__Objective__
Write out every one of the following entries word for word, keeping each line unchanged.

__The input__
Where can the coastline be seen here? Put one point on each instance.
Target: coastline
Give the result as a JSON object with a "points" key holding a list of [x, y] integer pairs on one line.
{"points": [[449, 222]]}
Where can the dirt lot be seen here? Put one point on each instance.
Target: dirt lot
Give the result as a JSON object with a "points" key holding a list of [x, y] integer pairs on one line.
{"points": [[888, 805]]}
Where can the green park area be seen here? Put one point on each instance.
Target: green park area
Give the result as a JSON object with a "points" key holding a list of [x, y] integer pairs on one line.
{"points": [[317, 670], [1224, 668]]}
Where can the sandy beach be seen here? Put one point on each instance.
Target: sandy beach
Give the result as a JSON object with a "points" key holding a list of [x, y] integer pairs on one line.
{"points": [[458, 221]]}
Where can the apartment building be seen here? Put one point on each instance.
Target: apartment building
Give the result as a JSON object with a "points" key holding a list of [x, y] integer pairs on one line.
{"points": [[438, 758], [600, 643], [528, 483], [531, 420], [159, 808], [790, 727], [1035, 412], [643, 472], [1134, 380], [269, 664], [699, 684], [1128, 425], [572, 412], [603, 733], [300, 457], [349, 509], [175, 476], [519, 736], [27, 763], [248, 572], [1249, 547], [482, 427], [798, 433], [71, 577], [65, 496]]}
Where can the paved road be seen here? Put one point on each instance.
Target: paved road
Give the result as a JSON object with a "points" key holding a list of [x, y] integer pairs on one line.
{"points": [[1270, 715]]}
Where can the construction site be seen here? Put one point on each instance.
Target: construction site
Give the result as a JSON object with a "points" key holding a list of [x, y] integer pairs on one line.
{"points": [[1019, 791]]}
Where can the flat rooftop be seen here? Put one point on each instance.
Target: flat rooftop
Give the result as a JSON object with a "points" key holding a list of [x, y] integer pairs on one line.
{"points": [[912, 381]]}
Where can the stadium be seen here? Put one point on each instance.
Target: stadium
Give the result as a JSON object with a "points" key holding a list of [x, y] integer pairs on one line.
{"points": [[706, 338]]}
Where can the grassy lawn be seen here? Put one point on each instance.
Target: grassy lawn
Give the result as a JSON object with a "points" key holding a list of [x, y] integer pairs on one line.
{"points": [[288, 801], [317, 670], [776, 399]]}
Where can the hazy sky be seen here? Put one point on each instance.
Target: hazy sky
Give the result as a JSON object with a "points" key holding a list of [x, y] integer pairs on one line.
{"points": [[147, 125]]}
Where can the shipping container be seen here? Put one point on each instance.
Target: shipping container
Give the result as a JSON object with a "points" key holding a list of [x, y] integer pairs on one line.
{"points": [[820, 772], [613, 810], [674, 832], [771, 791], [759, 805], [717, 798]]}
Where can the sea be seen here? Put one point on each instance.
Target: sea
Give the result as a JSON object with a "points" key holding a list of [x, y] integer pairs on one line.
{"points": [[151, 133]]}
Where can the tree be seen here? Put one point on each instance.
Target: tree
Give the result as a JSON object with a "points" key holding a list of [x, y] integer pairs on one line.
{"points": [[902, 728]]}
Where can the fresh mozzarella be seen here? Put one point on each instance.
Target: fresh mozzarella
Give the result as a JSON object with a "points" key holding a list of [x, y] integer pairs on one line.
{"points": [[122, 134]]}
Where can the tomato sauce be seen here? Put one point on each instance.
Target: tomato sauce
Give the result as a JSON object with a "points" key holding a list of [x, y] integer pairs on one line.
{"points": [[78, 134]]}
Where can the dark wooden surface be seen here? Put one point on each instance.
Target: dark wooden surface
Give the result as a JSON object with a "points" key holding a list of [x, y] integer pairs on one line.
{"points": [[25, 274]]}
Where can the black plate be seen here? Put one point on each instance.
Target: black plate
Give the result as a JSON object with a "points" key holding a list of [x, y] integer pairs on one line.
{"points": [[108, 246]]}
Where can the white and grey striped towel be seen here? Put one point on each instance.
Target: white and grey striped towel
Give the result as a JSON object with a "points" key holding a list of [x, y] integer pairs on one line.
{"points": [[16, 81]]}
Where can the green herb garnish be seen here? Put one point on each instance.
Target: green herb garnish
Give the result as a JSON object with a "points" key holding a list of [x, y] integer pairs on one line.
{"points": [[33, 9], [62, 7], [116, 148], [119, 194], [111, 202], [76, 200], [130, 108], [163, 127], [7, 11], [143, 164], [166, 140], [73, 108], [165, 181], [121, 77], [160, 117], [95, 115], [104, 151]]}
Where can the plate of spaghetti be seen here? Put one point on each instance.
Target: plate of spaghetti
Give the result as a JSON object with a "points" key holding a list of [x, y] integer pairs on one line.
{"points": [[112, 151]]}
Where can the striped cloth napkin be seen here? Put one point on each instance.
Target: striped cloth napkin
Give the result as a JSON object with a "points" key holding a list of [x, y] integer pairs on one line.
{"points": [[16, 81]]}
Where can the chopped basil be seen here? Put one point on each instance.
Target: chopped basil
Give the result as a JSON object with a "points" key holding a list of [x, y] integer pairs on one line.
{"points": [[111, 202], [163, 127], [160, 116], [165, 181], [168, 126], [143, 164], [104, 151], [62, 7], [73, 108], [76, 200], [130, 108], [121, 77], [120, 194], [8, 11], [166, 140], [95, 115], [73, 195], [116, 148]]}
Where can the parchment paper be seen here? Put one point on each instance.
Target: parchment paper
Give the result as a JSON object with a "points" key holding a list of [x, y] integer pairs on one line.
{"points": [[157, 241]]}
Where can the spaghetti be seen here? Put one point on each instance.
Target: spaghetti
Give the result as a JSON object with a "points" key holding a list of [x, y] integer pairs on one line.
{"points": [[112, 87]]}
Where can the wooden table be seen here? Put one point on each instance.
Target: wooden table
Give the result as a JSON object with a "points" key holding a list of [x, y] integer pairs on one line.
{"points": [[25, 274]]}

__Answer below__
Where can the coastline be seen here? Put one point on each instance.
Target: coastline
Give the result as a JSON object with a "points" key holding a list of [x, y] integer pairs on one line.
{"points": [[449, 222]]}
Where can the dirt lot be seen here? Put one point on each instance.
Target: dirt lot
Give the result as a JSON object with a "points" key holding a list of [x, y] integer pairs on one line.
{"points": [[888, 805]]}
Where can the green park area be seen here? Put one point on each instance.
Target: green park area
Give the result as a JSON object with a "points" key holding a list of [x, y] integer pairs on one line.
{"points": [[317, 670], [1224, 668]]}
Where can the sandy beach be seen here? Put one point on each instance.
Target: sandy beach
Give the result as a JSON object with a "points" key holding a list of [x, y] integer pairs on one line.
{"points": [[458, 221]]}
Where can the apartment building be seen here? Put one point on each instance.
Target: apartment building
Give the result as a JSON object with a "points" key holding a list of [x, y] integer pairs on one line.
{"points": [[438, 758], [600, 643], [528, 483], [531, 420], [159, 808], [790, 727], [1035, 412], [643, 472], [1134, 380], [269, 664], [699, 684], [1128, 425], [572, 412], [603, 733], [300, 457], [349, 509], [175, 476], [519, 736], [27, 763], [248, 572], [1249, 547], [482, 427], [798, 433], [71, 577], [65, 496]]}
Where can the paved road be seen here? Put one point on each instance.
Target: paved road
Give the result as a JSON object with a "points" key holding a list of [x, y] integer pairs on one line.
{"points": [[1270, 715]]}
Where can the construction site be seen here? Put one point on each instance.
Target: construction site
Give the result as a JSON object with a "points" key holding a list of [x, y] integer pairs on one line.
{"points": [[1019, 791]]}
Where can the flat rooftop be seen here? Put one point on each instance.
Target: flat rooftop
Give the result as a JSON object with a "points" key holding a list of [x, y] integer pairs on one line.
{"points": [[912, 381]]}
Where can the stadium be seen here? Put one point on each instance.
Target: stadium
Give the result as a JSON object with a "points" key holding a list of [x, y] integer pairs on one line.
{"points": [[706, 338]]}
Where can the grassy lawn be seen here? Put one point on each instance.
Target: grassy lawn
Give the result as a JSON object with a "points" key holding a list of [x, y] integer pairs on one line.
{"points": [[288, 801], [317, 670], [776, 399]]}
Where can the hazy sky be seen here? Put one point on each instance.
Target: hazy sky
Give the result as a JSON object with a "points" key holding a list of [x, y] integer pairs on one line.
{"points": [[147, 125]]}
Where can the shipping container be seen here? Put one point on each instance.
Target: shipping container
Give the result as a JSON object with a "points" key holding a list of [x, y] integer pairs on one line.
{"points": [[820, 772], [613, 810], [674, 832], [771, 791], [759, 805], [717, 798]]}
Where can the sea be seen here? Put one point on each instance.
Target: sea
Give the result as a JSON object with a "points" key holding a list of [x, y] integer pairs on one line.
{"points": [[151, 133]]}
Where can the tree be seen here? Put one point on each instance.
Target: tree
Give the result as a JSON object with a "points" key holding a list of [x, y] integer pairs on one line.
{"points": [[902, 728]]}
Where can the fresh mozzarella be seen here? Put one point on each instance.
Target: fresh mozzarella
Give the result as a JSON object with a "points" key holding a list of [x, y] integer pairs on one line.
{"points": [[122, 134]]}
Where can the tomato sauce be seen here? Put one point on each instance.
Target: tomato sauce
Give the result as a JSON object with a "points" key holding a list of [x, y] integer pairs on one line.
{"points": [[78, 134]]}
Where can the dark wooden surface be seen here? Put one point on each instance.
Target: dark wooden surface
Give the result as a JSON object with a "points" key holding a list of [x, y] integer pairs on one line.
{"points": [[25, 274]]}
Where can the black plate be seen here? Put one point on each instance.
Target: black plate
Give the result as a JSON object with a "points" key holding a list of [x, y] integer pairs on one line.
{"points": [[108, 246]]}
Where can the white and grey striped towel be seen here? Put one point on each instance.
Target: white and grey striped towel
Give the result as a JSON object with a "points" key holding a list of [x, y] integer pairs on one line.
{"points": [[16, 81]]}
Where can the green herb garnish be seen here? Put one point on each instance.
Target: green herb garnish
Give the result as a JSON object with a "points" key holding a list of [x, y] integer pairs on one line.
{"points": [[33, 9], [62, 7], [116, 148], [119, 194], [111, 202], [76, 200], [130, 108], [163, 127], [7, 11], [143, 164], [166, 140], [73, 108], [165, 181], [121, 77], [160, 117], [95, 115], [104, 151]]}
Where can the plate of spaghetti be seen here? Put one point on each instance.
Target: plate of spaghetti
Give the result as a JSON object with a "points" key holding a list of [x, y] integer pairs on one line.
{"points": [[112, 151]]}
Where can the striped cloth napkin be seen here? Put one point on each instance.
Target: striped cloth napkin
Give the result as a JSON object with a "points" key holding a list of [x, y] integer pairs on one line.
{"points": [[16, 81]]}
Where can the chopped basil be seen here? Put one point on each instance.
Target: chopped basil
Give the result as a JSON object with a "points" key holding a list of [x, y] integer pairs on one line.
{"points": [[111, 202], [163, 127], [160, 116], [165, 181], [168, 126], [143, 164], [104, 151], [62, 7], [73, 108], [76, 200], [130, 108], [121, 77], [120, 194], [8, 11], [166, 140], [95, 115], [73, 195], [116, 148]]}
Where can the parchment paper be seen here? Put one point on each instance.
Target: parchment paper
Give the result as a JSON object with a "points" key holding a list of [x, y] integer pairs on one line.
{"points": [[157, 241]]}
Where can the spaghetti be seen here? Put one point on each instance.
Target: spaghetti
Give the result as a JSON object with a "points" key holding a list of [x, y] integer pairs on one line.
{"points": [[112, 87]]}
Where can the wooden table be seen here? Put one point on each instance.
Target: wooden table
Give the result as a JSON object with a "points" key holding a list of [x, y] integer pairs on one line.
{"points": [[25, 274]]}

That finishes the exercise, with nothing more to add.